### [DO THIS]
Change every "pretty-printed" to "indented" in the data, starting at the line that contains "Expected behaviour: the pointer locates the man's hand" and ending at the end of the data. Give those lines again with nothing else altered.

Coordinate annotation data:
================================

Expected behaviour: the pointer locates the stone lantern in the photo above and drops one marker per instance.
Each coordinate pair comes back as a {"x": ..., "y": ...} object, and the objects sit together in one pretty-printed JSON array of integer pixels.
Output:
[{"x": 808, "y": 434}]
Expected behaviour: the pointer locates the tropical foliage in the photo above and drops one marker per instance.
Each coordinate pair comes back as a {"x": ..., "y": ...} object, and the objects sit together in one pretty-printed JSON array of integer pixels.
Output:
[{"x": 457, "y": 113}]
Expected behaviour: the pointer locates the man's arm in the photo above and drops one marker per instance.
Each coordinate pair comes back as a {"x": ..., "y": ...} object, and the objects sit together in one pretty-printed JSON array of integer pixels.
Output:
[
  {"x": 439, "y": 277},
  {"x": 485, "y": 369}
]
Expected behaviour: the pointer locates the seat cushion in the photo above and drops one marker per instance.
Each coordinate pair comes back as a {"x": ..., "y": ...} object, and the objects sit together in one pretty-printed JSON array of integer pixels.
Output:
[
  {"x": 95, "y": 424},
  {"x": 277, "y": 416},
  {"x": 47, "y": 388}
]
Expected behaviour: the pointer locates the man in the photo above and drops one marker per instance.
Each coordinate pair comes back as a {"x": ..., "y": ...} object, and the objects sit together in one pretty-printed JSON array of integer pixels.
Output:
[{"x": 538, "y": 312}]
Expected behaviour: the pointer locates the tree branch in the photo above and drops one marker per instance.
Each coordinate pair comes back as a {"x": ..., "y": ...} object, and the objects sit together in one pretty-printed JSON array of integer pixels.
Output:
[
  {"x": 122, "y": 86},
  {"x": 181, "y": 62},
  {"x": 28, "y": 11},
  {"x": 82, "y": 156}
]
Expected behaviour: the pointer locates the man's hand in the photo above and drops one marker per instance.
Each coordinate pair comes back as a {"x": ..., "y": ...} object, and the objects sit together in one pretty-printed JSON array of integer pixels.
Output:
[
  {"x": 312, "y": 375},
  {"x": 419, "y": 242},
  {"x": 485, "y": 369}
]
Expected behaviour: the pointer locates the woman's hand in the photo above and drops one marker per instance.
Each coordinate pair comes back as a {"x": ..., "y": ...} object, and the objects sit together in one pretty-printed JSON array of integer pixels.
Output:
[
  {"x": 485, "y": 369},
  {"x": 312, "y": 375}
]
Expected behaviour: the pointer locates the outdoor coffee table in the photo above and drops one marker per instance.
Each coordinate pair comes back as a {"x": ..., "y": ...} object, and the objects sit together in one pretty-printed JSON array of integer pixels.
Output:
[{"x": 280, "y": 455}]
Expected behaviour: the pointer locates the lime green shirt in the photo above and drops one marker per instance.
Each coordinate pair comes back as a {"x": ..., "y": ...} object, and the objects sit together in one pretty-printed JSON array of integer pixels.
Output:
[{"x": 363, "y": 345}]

================================

### [RESULT OF THIS EXERCISE]
Expected behaviour: the pointer locates the man's hand in the photo above and drops one marker per instance.
Each coordinate pair comes back as a {"x": ..., "y": ...} object, and the objects sit together in one indented JSON array of integer pixels.
Output:
[
  {"x": 312, "y": 375},
  {"x": 419, "y": 242},
  {"x": 485, "y": 369}
]
Expected behaviour: the pointer locates the woman's hand in the photo above and drops one marker per instance.
Each coordinate pair comes back as a {"x": ..., "y": ...} object, and the objects sit together in one indented JSON array of integer pixels.
Output:
[
  {"x": 485, "y": 369},
  {"x": 312, "y": 375}
]
Expected behaviour: the pointer locates the outdoor coffee table in the photo above and drops one marker per instance.
Each coordinate pair comes back as a {"x": ..., "y": ...} object, and the objects sit together in one indented JSON array of integer pixels.
Output:
[{"x": 280, "y": 455}]
Expected behaviour: the pointer locates the lime green shirt in the photo above and drops one marker per instance.
Each coordinate pair comes back as a {"x": ..., "y": ...} object, and the objects sit together in one indented JSON array of integer pixels.
Output:
[{"x": 363, "y": 345}]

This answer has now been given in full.